#### [Aufgaben]
a: Beantworte anhand der Filmkritik zu „Terrified“ diese Fragen:
(i) Aus welchem Land stammt der Film?
(ii) Wie viele Wohnhäuser werden parallel untersucht?
(iii) Welcher Effekt verliert auch minutenlang im Bild nichts von seiner unheimlichen Wirkung?
b: Knüpfe an das Ende der Filmkritik zu „Terrified“ an und schreibe sie weiter.

-------- Textauszug

Als es in einer Wohnsiedlung zu mehreren tragischen, scheinbar unabhängigen Ereignissen kommt, beginnt sich eine Gruppe paranormaler Experten für die Geschehnisse zu interessieren und untersucht drei der Häuser...
Der Blutsauger aus dem Küchenschrank...Der argentinische "Terrified", den man wegen des Titels und der Erscheinungszeit von 2016 mit dem in Genrekreisen populär gewordenen "Terrifier" verwechseln könnte, aufgrund der völlig anderen Orientierung aber nicht sollte, klingt mit dem Untersuchen paranormaler Ereignisse zunächst einmal nicht sonderlich kreativ, stattdessen sogar nach einem Produkt, das auf einer Erfolgswelle mitschwimmen möchte. Und oberflächlich betrachtet scheint die Geschichte selbst auch nicht gerade innovativ ausgefallen zu sein, wenn Experten des Übernatürlichen ein Gebäude nach Spukursachen untersuchen. Das spezielle Flair dieses Horrorfilmes beginnt jedoch bereits damit, wie die Forscher aufeinander stoßen, und dass sie, in Kontakt miteinander stehend, jeder für sich eines der drei Wohnhäuser parallel untersuchen. An diesen Punkt der Geschichte kommen wir aber erst etwa zur Hälfte der Laufzeit an. Zuvor wird uns in ellenlanger Geduld eine ereignisreiche Vorgeschichte präsentiert, in welcher die Identifikationsfiguren häufig wechseln, innerhalb eines Szenarios, in welchem der Zuschauer auch ohne diese absichtliche Orientierungsverweigerung ständig mit Unerwartetem auf Trab gehalten wird, so dass er jederzeit mit allem rechnen muss.
Dieser Zustand im ruhig erzählten Stil entfacht zusammen mit hervorragenden Darstellern, die natürlich wirkende Figuren verkörpern, die reflektieren können, was um sie herum passiert, ein Filmerlebnis der besonderen Art. Dank der gekonnten Regie, stimmiger Farbfilter, passender Musikuntermalung und interessant gehaltener, schlicht scheinender Kameraeinstellungen entwickelt sich eine spannungsgeladene, aber auch tragisch anmutende Atmosphäre, die den Gruselzustand streift, und dieser wird nicht trotz ständiger Schauwerte geschaffen, sondern interessanterweise auch durch diese. Und das erstaunt umso mehr, wenn man den ein oder anderen Effekt zu sehr aus dem Computer entstanden bemerkt. Andere hingegen, wie die Puppe, welche das wieder auferstandene Kind darstellt, sind derart erstklassig umgesetzt, dass sie auch minutenlang im Bild nichts von ihrer unheimlichen Wirkung verlieren.

----------------
-------- Daten

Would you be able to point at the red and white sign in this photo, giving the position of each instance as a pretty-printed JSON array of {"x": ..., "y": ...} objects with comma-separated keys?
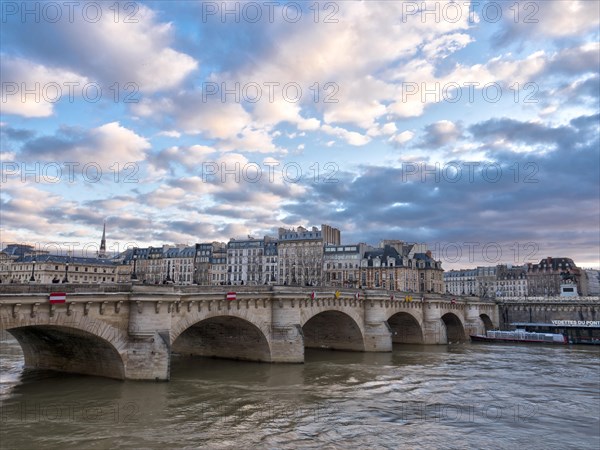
[{"x": 58, "y": 297}]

----------------

#### [Antworten je Aufgabe]
a:
(i) Aus Argentinien.
(ii) Drei.
(iii) Die Puppe, die das wieder auferstandene Kind darstellt.

b:
Regisseur Demián Rugna nutzt Elemente seines Debut-Kurzfilmes "Tiene miedo" und erschafft mit "Aterrados" (Originaltitel) einen sehenswerten Horrorfilm, der uns in der menschlichen Welt derart viel Echtheit und Reflexion bietet, dass es völlig in Ordnung ist, dass die paranormale Welt uns in ihren Taten willkürlich erscheint. Der ruhige, sachliche Umgang sorgt dafür, dass wir den hier erzählten Ereignissen zutrauen, dass es Regeln in der uns unbekannten Welt geben wird, die zu den Ereignissen führen, denen wir beiwohnen. Wir selbst bekommen nur eine kurz gehaltene Hypothese genannt, was es mit den Vorkommnissen auf sich haben könnte, und dies erst spät und definitiv nur als Theorie angekündigt. Letztendlich werden wir mit den Geschehnissen, die sogar selbsternannte Experten überfordern, ungeklärt allein gelassen. Lediglich bestätigte Entdeckungen bieten eine Hilfe, um zu verstehen wie man sich in etwa verhalten muss, wenn man etwas entdecken, oder sich schützen möchte, und diese erfahren wir über den Blickwinkel der Figur des Polizisten, der paranormal nicht bewandert ist und trotz seines Erscheinens nach etwa 20 Minuten, erst zur zweiten Filmhälfte zu der besagten Identifikationsfigur wird, welche uns zuvor verwehrt wurde.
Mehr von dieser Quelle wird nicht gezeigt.